Selected passage:
After this soliloquy, which was interrupted with multiple bursts of applause, Obama remained in the oratorical zone:

Now, even as we speak, there are those who are preparing to divide us -- the spinmasters and negative ad peddlers who embrace the politics of anything goes. Well, I say to them tonight, there’s not a liberal America and a conservative America, there’s the United States of America. There’s not a black America and white America and Latino America and Asian America, there’s the United States of America. The pundits -- the pundits like to slice and dice our country into red states and blue states, red states for Republicans, blue states for Democrats. But I’ve got news for them, too. We worship an awesome God in the blue states, and we don’t like federal agents poking around our libraries in the red states. We coach Little League in the blue states and yes, we’ve got some gay friends in the red states. There are patriots who opposed the war in Iraq and there are patriots who supported the war in Iraq. We are one people, all of us pledging allegiance to the Stars and Stripes, all of us defending the United States of America.

What the task requires: Extend the passage about Obama's oratory, starting right after its final sentence.

Extracted records:

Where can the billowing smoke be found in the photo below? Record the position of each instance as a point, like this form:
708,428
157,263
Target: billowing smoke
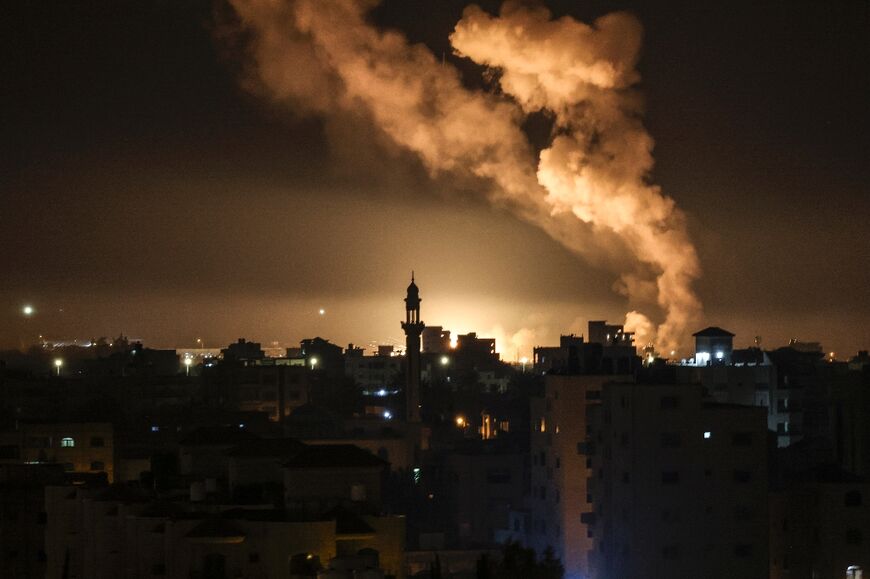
588,189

Response to this exercise:
Again, Obama was forced to stop repeatedly as the crowd thundered its approval. I know, I know -- some of you won’t like the "awesome God" line. But it worked perfectly in the broader context of Obama’s message. It may sound hackneyed, but the atmosphere in the Fleet Center during Obama’s speech was truly electric -- one had the sense of watching a landmark political moment. The audience was buzzing for minutes after Obama pointed triumphantly at the crowd and exited stage right; poor Jim Langevin, the Rhode Island congressman forced to speak next about stem cell research, had a hard time getting anyone to listen to him.

After Tuesday’s proceedings wrapped up, I ran into a friend in the media tent and asked him what he’d thought of Obama’s speech. "I wish Barack Obama was running for president," he replied.

He’s not the only one.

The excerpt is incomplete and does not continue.